* _WHAT IS REQUIRED_
Could you copy out, unchanged, everything in the material from the line containing "Query: amber sugar crystal" down to the line containing "61L399 100L370 43L262", with both of those lines included?

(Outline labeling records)
********

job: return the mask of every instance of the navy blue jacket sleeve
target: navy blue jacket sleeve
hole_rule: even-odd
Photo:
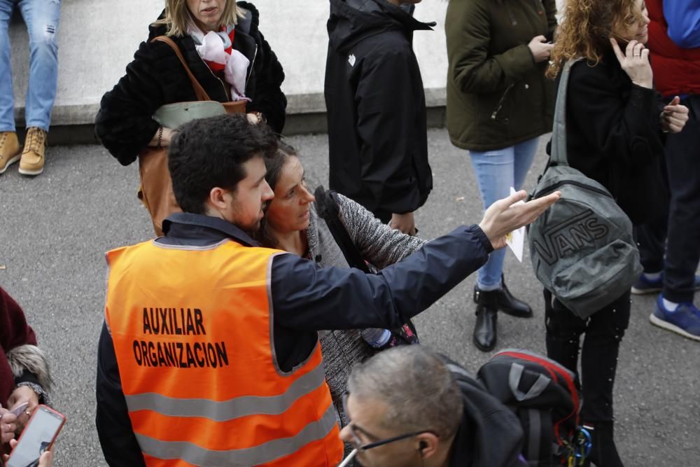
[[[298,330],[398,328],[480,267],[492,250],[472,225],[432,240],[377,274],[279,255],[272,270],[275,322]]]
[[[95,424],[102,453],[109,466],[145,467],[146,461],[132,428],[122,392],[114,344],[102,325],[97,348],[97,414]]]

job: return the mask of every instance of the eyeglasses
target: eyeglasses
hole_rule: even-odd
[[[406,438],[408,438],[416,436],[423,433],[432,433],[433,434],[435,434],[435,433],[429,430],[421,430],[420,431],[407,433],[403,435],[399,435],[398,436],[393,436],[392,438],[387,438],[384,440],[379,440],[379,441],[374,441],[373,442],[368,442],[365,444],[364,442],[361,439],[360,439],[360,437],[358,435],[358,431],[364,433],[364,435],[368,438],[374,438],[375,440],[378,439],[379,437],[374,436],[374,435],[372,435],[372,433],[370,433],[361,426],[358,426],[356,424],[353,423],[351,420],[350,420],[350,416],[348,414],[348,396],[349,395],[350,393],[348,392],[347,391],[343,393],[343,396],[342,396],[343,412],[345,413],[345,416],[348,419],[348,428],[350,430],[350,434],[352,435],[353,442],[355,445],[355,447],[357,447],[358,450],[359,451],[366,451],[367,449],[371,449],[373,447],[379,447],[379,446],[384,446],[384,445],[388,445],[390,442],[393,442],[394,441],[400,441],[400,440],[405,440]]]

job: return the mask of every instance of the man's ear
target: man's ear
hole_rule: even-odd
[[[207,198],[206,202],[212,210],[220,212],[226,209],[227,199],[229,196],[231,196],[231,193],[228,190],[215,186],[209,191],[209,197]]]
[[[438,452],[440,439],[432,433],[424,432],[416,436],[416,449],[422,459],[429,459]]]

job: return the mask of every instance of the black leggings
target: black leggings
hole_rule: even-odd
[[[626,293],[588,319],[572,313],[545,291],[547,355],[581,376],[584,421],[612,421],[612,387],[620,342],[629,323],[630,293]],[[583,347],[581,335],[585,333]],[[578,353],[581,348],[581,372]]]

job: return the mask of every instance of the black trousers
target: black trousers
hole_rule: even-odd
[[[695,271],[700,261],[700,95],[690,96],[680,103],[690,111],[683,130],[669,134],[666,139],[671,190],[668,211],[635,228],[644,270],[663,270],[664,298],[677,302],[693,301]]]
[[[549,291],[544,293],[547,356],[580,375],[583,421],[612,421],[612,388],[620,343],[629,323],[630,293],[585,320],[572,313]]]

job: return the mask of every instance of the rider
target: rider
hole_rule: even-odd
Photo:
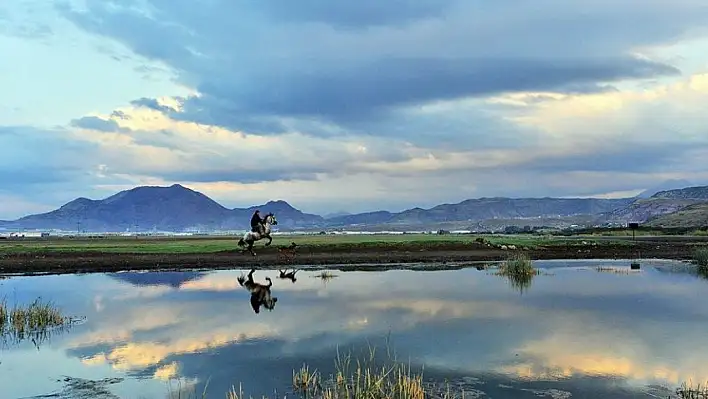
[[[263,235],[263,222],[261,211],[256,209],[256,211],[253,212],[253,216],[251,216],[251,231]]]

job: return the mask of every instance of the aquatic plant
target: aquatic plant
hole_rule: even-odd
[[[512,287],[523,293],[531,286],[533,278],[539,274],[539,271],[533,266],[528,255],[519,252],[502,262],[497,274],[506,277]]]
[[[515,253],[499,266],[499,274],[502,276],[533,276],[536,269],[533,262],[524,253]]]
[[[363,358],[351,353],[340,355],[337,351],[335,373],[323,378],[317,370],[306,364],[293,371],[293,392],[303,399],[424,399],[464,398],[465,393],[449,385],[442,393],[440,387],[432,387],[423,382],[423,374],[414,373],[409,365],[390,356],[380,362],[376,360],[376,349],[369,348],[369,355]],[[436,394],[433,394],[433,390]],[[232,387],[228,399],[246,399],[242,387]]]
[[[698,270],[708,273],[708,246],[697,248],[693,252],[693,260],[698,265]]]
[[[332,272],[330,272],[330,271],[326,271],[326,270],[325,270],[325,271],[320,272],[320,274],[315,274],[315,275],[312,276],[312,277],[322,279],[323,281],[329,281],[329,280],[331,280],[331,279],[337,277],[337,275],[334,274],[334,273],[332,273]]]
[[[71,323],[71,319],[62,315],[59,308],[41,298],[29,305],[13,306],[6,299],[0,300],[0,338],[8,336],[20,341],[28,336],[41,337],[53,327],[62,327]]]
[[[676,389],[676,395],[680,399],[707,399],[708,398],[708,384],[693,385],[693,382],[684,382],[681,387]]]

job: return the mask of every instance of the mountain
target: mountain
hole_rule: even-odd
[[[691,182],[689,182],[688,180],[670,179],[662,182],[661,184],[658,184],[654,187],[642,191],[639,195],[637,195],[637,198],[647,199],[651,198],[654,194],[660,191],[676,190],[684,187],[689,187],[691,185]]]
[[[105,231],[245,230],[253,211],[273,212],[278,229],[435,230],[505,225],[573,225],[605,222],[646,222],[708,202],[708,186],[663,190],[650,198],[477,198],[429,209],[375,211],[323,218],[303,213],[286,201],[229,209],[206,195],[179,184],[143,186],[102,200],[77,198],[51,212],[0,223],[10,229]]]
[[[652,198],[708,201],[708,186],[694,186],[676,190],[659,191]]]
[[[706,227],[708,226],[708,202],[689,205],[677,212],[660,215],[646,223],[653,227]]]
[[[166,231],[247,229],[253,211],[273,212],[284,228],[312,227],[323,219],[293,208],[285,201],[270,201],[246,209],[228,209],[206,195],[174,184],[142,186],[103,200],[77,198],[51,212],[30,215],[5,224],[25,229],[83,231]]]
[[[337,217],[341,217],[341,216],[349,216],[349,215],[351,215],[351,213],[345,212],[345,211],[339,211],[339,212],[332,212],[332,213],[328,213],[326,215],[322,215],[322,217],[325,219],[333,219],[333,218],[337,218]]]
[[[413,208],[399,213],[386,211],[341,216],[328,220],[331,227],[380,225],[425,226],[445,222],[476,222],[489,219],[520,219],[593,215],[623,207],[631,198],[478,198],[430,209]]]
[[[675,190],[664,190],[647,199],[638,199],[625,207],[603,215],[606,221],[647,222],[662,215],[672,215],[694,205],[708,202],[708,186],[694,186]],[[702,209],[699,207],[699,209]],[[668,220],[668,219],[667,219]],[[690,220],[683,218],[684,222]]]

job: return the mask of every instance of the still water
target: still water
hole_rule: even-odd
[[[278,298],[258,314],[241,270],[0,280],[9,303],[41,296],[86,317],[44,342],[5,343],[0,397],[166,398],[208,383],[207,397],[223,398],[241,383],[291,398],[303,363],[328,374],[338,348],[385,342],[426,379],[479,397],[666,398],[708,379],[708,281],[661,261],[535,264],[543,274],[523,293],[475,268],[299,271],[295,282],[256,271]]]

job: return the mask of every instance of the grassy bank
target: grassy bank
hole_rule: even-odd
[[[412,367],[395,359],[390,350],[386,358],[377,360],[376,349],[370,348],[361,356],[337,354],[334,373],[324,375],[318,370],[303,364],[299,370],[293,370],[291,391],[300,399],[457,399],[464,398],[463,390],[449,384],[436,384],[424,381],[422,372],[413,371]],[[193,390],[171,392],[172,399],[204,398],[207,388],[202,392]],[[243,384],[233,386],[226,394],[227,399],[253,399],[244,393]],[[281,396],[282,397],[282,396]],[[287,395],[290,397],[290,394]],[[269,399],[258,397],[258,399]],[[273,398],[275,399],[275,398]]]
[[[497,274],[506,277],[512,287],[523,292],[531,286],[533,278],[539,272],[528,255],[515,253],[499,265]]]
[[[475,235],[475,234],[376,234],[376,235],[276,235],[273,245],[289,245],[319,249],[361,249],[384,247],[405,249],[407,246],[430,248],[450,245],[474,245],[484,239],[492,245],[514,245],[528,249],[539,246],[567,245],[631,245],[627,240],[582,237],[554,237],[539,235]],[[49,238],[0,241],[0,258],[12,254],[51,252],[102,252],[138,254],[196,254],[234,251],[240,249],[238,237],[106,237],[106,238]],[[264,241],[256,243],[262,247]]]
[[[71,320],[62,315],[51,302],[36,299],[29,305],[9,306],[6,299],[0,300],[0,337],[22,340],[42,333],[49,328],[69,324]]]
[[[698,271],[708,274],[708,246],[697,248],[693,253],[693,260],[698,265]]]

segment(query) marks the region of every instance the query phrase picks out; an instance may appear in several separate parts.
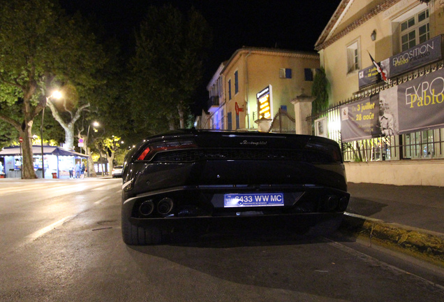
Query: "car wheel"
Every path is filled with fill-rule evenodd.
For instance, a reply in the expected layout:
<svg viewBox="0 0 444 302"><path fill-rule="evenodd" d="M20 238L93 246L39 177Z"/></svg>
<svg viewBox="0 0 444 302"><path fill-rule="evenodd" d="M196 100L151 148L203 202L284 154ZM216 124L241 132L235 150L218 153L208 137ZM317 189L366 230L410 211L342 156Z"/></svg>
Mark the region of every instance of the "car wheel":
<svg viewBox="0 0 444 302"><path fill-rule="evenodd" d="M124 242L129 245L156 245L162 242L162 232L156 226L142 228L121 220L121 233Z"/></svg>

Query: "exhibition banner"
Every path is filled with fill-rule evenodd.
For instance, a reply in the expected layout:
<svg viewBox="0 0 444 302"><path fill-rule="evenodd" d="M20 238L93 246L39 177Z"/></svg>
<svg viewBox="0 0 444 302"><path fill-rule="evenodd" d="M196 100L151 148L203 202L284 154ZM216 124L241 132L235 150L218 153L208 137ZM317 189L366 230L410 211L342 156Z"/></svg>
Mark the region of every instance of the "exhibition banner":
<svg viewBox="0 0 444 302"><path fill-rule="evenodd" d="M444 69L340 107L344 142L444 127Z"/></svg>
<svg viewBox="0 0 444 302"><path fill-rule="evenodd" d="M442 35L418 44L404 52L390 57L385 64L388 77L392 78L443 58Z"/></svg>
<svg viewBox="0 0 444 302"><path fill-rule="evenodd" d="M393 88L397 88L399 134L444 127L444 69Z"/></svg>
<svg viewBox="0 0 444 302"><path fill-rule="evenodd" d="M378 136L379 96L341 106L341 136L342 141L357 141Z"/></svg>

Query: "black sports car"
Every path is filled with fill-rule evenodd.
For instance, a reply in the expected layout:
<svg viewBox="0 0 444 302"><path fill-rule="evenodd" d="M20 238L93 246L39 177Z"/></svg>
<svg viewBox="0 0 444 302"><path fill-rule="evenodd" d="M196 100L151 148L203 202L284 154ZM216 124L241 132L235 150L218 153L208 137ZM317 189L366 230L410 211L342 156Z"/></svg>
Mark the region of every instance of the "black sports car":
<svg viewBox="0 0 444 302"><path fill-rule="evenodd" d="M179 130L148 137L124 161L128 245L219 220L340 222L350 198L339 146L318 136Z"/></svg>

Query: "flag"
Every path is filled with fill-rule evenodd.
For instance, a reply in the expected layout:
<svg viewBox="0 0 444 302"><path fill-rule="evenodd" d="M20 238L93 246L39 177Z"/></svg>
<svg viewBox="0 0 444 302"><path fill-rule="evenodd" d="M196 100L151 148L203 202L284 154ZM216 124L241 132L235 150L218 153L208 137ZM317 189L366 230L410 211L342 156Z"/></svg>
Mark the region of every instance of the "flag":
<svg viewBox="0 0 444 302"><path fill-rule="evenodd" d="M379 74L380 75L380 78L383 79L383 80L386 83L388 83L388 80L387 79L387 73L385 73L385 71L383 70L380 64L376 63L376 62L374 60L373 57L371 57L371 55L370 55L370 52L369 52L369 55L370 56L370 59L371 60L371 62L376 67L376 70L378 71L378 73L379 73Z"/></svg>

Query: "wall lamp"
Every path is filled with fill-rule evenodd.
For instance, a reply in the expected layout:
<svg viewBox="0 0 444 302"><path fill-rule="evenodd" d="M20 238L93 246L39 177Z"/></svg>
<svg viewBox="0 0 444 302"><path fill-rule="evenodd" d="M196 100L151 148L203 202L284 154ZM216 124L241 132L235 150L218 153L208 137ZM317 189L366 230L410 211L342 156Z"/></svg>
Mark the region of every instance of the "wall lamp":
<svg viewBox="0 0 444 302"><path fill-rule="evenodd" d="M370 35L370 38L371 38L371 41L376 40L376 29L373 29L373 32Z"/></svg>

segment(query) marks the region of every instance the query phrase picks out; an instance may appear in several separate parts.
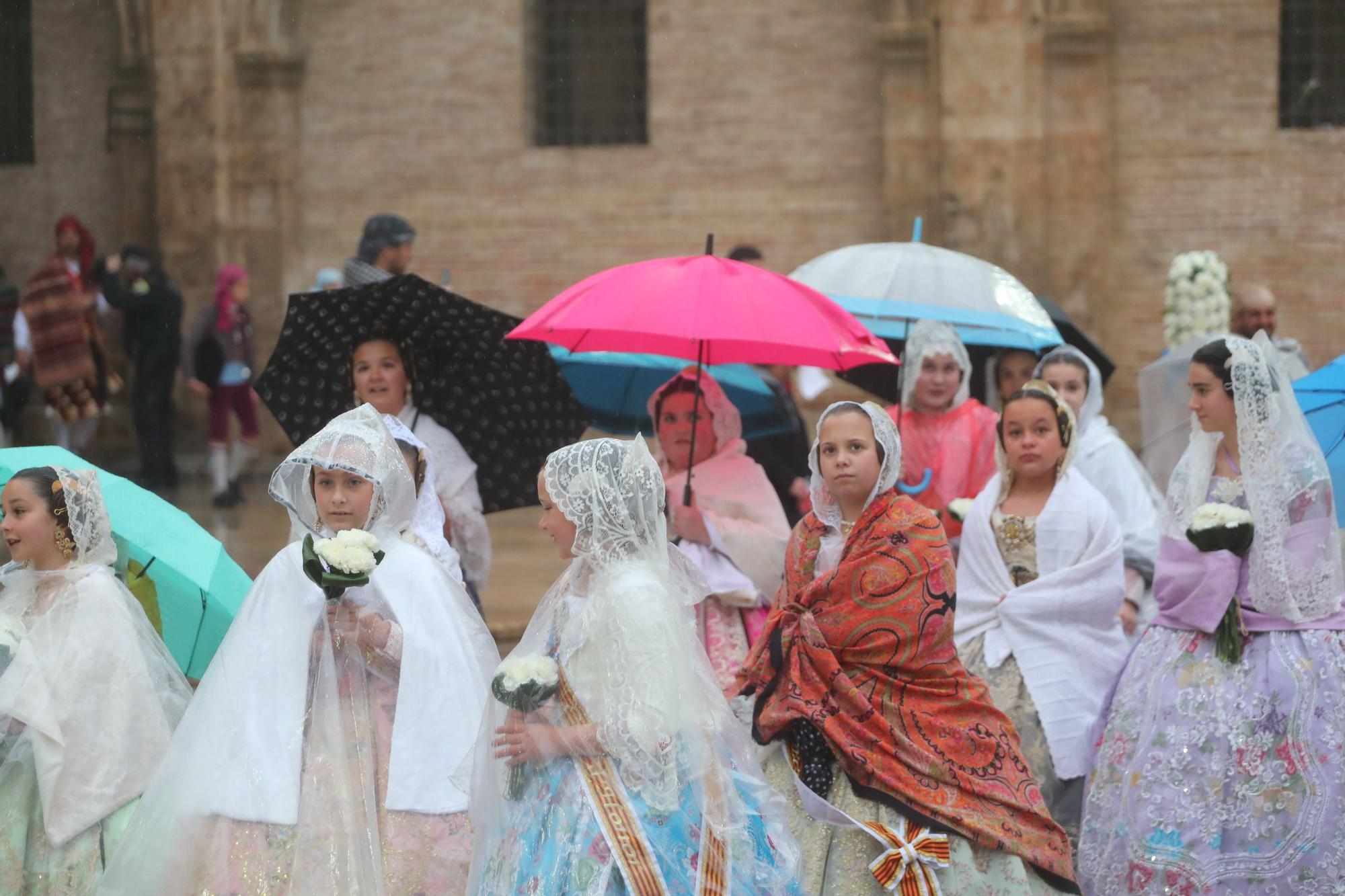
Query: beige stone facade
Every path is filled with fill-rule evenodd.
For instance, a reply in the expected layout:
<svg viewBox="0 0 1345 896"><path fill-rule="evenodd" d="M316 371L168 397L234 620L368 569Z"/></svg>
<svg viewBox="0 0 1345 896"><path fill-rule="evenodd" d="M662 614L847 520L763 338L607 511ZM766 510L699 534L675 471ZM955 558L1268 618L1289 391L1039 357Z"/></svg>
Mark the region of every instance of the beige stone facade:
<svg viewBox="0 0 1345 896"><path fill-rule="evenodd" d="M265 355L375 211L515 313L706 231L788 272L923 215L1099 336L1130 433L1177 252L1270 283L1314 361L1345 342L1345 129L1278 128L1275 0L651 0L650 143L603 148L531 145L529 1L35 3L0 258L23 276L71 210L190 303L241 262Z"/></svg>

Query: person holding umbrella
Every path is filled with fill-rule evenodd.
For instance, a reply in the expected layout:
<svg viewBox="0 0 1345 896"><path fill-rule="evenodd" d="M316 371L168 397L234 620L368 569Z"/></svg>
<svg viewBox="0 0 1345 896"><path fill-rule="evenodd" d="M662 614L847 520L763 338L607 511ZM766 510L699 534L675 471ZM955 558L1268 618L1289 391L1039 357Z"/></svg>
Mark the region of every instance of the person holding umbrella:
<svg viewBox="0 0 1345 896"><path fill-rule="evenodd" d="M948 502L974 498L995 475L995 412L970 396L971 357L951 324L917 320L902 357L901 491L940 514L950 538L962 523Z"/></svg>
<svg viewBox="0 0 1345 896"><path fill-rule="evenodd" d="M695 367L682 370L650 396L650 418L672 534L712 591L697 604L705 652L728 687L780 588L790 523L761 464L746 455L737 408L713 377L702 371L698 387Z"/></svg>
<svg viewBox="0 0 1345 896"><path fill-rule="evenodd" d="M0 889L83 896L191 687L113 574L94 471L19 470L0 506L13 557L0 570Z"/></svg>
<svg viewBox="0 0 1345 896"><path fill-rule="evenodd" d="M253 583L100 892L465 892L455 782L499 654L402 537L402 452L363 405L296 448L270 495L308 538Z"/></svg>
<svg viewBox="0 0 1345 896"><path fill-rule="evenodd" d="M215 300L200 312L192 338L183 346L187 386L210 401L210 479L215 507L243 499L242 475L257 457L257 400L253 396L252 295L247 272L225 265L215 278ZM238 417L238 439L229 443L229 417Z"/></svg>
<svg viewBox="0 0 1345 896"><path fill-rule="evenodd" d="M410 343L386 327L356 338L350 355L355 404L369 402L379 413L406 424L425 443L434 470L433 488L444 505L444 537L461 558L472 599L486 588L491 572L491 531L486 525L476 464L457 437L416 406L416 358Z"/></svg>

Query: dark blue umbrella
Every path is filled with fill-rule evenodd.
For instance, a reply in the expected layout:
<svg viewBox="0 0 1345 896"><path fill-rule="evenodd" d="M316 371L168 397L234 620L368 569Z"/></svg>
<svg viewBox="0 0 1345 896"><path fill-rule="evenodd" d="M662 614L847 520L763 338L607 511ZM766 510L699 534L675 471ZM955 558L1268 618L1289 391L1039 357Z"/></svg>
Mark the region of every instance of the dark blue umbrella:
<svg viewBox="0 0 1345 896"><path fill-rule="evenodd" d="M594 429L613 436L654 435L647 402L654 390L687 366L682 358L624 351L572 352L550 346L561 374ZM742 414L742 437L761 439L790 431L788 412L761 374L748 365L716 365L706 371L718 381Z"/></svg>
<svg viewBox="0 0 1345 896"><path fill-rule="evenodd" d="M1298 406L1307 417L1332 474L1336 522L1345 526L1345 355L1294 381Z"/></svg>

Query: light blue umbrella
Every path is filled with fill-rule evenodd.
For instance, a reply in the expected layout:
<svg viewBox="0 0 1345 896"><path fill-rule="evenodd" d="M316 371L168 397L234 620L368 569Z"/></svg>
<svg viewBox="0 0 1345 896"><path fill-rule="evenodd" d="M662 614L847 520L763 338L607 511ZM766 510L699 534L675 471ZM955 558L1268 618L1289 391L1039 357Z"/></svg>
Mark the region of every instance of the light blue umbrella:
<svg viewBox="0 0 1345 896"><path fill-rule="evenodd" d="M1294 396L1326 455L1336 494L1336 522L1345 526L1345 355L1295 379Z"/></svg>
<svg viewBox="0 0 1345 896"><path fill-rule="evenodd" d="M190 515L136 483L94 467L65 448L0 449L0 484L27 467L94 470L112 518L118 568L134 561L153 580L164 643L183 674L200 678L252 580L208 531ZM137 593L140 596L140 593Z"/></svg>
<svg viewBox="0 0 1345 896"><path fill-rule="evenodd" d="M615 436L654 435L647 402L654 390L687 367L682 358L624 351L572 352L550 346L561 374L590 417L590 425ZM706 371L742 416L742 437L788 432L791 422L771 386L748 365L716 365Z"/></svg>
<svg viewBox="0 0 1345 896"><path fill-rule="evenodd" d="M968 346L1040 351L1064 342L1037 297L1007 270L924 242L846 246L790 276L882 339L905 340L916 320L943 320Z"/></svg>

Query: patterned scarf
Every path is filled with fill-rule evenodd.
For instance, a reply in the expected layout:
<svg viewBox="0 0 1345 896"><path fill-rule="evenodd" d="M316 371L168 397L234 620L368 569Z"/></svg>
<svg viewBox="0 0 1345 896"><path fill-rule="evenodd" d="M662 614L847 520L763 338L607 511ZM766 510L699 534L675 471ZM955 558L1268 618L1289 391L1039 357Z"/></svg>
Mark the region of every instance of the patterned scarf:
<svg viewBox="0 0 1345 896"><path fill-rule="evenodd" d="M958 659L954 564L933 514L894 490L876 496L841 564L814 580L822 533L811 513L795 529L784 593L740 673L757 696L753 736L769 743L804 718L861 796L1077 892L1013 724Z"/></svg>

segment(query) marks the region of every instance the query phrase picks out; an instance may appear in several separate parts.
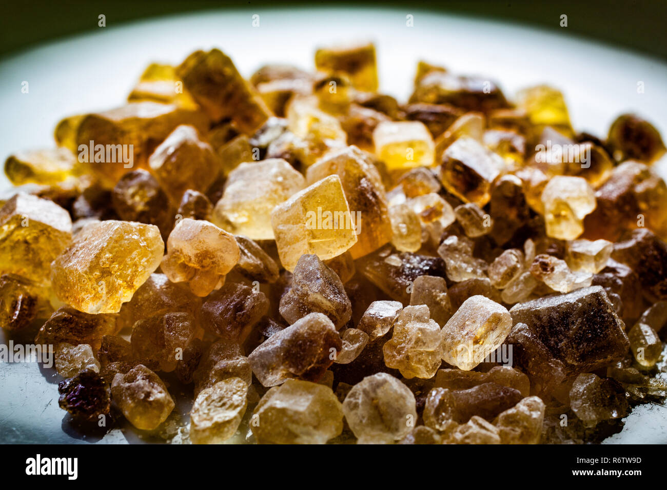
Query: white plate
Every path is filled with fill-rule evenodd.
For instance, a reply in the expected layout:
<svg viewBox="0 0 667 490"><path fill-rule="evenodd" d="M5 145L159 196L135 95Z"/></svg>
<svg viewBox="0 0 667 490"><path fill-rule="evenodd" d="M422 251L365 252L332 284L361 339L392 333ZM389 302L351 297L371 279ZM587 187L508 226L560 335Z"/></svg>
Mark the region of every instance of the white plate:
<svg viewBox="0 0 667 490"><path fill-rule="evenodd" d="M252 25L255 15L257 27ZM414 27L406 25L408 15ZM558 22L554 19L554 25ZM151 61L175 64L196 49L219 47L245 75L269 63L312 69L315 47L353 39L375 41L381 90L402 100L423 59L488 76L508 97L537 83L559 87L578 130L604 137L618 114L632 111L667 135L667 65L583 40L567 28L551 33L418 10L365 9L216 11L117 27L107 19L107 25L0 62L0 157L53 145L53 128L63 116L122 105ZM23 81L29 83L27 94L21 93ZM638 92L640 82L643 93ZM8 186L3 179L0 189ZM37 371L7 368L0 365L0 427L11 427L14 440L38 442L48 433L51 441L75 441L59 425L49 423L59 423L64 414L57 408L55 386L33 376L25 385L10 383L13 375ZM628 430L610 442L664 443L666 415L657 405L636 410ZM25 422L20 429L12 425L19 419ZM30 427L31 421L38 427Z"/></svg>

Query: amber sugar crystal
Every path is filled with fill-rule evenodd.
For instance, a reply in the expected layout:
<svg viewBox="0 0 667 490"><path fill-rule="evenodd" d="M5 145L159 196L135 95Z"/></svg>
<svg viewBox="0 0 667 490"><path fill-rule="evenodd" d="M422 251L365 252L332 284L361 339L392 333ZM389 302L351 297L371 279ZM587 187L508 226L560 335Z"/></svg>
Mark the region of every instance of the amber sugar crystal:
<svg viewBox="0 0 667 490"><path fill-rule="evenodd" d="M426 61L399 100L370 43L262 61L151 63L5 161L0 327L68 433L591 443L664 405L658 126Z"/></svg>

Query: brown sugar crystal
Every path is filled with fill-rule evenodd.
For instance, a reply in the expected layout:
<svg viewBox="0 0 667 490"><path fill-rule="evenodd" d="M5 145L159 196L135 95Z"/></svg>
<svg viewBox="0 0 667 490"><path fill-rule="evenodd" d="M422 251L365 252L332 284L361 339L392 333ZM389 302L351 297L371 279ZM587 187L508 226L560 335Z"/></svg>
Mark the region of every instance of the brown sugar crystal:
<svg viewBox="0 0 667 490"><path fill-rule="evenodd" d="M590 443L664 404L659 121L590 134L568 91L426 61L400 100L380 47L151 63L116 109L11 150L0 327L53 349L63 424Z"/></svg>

********

* _FINAL RESULT_
Query: amber sugar crystal
Every path is filled with fill-rule evenodd.
For instance, a reply in the expected layout:
<svg viewBox="0 0 667 490"><path fill-rule="evenodd" d="M5 145L159 196L135 95Z"/></svg>
<svg viewBox="0 0 667 490"><path fill-rule="evenodd" d="M422 251L365 252L332 284L361 339L392 333ZM389 302L351 297L371 279ZM587 187L508 226L560 335Z"/></svg>
Mark the region of every instance of the amber sugar crystal:
<svg viewBox="0 0 667 490"><path fill-rule="evenodd" d="M426 61L399 100L370 43L262 61L151 63L5 161L0 327L68 433L591 443L664 405L658 126Z"/></svg>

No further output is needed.